WORK ITEM ->
From the passage about Biden's science appointments, reproduce word for word the stretch from "Mr Biden’s appointments, which" through "and OSTP director.".

GIVEN PASSAGE ->
>>>
US president-elect Joe Biden is giving university research unprecedented prominence, choosing leading academics for his top science posts, including the first ever Cabinet-level chief science adviser.
The group is led by Eric Lander, the founding director of the Broad Institute of MIT and Harvard, named by Mr Biden as the science adviser and nominated to be director of the Office of Science and Technology Policy (OSTP).
Mr Biden’s appointments, which attracted plaudits across higher education, also include a new top White House advisory position in the social sciences and the extension of Francis Collins’ tenure as director of the National Institutes of Health.
The timing of the choices, before the president-elect even takes office, is part of the signal that Mr Biden said he wants to provide about his planned reliance on scientific expertise.
President Trump, by contrast, has repeatedly questioned scientific expertise and went nearly halfway through his term in office before taking on Kelvin Droegemeier, a former vice-president for research at the University of Oklahoma, as his science adviser and OSTP director.
<<<
DATA ->
>>>
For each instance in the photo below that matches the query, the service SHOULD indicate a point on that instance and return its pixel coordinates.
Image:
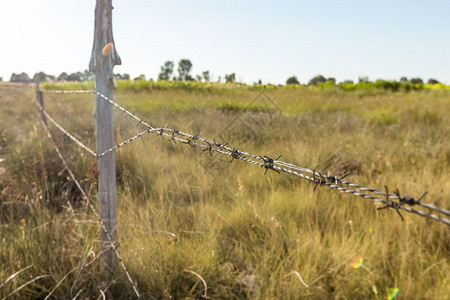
<<<
EXPECTED ANSWER ->
Mr Biden’s appointments, which attracted plaudits across higher education, also include a new top White House advisory position in the social sciences and the extension of Francis Collins’ tenure as director of the National Institutes of Health.
The timing of the choices, before the president-elect even takes office, is part of the signal that Mr Biden said he wants to provide about his planned reliance on scientific expertise.
President Trump, by contrast, has repeatedly questioned scientific expertise and went nearly halfway through his term in office before taking on Kelvin Droegemeier, a former vice-president for research at the University of Oklahoma, as his science adviser and OSTP director.